Skip to main content

Lessons from Dad: Day 3


Here’s Lessons from Dad: Day 3
1.       Faith is a Principle of Action
My Dad always likes to tell us the story of his becoming a Chaplain. He had been praying about it, and really wanted to get accepted. However, my Dad decided that just saying he had faith in the Lord’s power wasn’t enough. So, when he went to buy some new scriptures, before he found out whether or not he was accepted, he asked for “Chaplain Shurtleff” to be the name engraved on the outside cover. It was his way of proving his own faith through his actions. I used to wonder what he would have done if he hadn’t ended up being accepted for the Chaplaincy, but eventually I came to understand that such thinking was missing the point. True faith means accepting that you don’t always know the end from the beginning, but you trust that things will work out the way God intends as long as you do your best.
Since my Dad got to attend and participate in various Protestant services as part of his job in the Chaplaincy, we learned a lot about the faith and beliefs of other Christians. Admittedly, we have always enjoyed singing their more upbeat hymns, complete with hand-clapping and the occasional, “amen!” At times, our family scripture studies are probably a little different than other LDS church members. We like a little pulpit-pounding “hallelujahs” to lighten the mood or emphasize the point. However, when it comes to doctrine, my Dad is firm on making sure we understand the differences. Faith was one area that he pounded into our heads, often referring us to James 2:16-17, “faith without works is dead, being alone.” True faith is a principle of action, we cannot claim to be true disciples of Christ until we “show our faith by our works.” That is how my Dad lives his life. As for his scriptures, he still cherishes them, though they are old and well-used. He calls them his “faith scriptures.”

2.       Finding Hope in despair.
I have a very close friend who I met one summer when I was fourteen. My family was getting ready to move with our Dad to Germany, so we were spending the summer at my Grandma’s house in Utah. She decided that us girls should attend the Stake Trek. Since I didn’t know any of the girls at church very well, I didn’t want to go, but my mom told me it would be a good thing…well, she forced me to go and it ended up being a good thing. I made a friend.
Over the years, through ups and downs, my friend and I formed a very close friendship that I still cherish, despite the fact that we have gone even two years at a time without seeing one another. Now, she is happily married and living in Missouri with her husband. She is also an active member of the Church—but it wasn’t always like that.
This friend was a convert to the Church. Her mother, who was also a member, passed away only a few years after I had first met my friend. After that, everything was a struggle for her. Eventually, she began to drift from activity in the Church and to participate in some activities that were harmful and spiritually degrading. It was frustrating for me because I really cared about her. We would spend long nights on the phone, often in tears, discussing her situation and her feelings. I spent many hours praying and fasting and doing everything I could think of to try and help her return to the peace that the Gospel brings.
++++++
Task goal: Update everything from "Over the years, through" down to "always like that." in the Lessons from Dad post, putting "treasure" in place of "cherish".
++++++
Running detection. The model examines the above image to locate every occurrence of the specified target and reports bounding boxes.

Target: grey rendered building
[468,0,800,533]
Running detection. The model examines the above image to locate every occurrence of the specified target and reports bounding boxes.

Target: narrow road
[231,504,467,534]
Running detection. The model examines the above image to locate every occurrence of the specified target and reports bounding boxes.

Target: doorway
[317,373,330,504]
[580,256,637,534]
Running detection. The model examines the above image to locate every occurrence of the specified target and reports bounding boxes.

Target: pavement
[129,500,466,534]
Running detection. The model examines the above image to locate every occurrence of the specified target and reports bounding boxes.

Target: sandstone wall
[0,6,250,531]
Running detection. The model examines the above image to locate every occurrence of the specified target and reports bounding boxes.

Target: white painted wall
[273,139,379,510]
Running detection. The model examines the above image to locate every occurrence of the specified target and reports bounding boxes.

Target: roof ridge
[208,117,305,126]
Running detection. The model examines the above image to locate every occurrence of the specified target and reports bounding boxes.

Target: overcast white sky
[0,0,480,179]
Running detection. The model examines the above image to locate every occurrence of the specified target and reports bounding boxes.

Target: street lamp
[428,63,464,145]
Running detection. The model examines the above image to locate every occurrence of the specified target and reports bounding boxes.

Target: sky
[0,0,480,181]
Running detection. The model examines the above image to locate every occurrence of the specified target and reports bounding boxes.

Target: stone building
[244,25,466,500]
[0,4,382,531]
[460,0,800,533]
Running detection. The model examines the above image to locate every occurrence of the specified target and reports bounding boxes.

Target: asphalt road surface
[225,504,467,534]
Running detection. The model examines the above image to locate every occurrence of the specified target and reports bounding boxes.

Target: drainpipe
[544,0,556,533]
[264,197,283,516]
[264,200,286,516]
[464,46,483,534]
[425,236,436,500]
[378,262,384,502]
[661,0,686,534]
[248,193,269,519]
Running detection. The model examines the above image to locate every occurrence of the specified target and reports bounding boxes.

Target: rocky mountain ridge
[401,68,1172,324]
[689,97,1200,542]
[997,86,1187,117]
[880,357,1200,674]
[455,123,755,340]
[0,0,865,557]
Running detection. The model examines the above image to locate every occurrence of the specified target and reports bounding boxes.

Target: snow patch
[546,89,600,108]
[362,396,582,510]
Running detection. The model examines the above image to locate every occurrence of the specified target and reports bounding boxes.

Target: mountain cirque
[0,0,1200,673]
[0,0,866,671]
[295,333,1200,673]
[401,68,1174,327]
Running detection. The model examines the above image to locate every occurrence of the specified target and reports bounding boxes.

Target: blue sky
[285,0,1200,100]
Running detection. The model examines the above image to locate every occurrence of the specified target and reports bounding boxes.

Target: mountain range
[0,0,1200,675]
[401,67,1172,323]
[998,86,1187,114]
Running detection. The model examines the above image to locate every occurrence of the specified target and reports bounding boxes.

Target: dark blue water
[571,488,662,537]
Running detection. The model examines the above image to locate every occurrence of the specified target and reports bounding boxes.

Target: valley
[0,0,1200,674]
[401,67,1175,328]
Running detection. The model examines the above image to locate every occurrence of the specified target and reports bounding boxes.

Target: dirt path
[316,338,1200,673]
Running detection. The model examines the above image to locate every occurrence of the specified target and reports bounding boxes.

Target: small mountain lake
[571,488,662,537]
++++++
Solution for this task:
Over the years, through ups and downs, my friend and I formed a very close friendship that I still treasure, despite the fact that we have gone even two years at a time without seeing one another. Now, she is happily married and living in Missouri with her husband. She is also an active member of the Church—but it wasn’t always like that.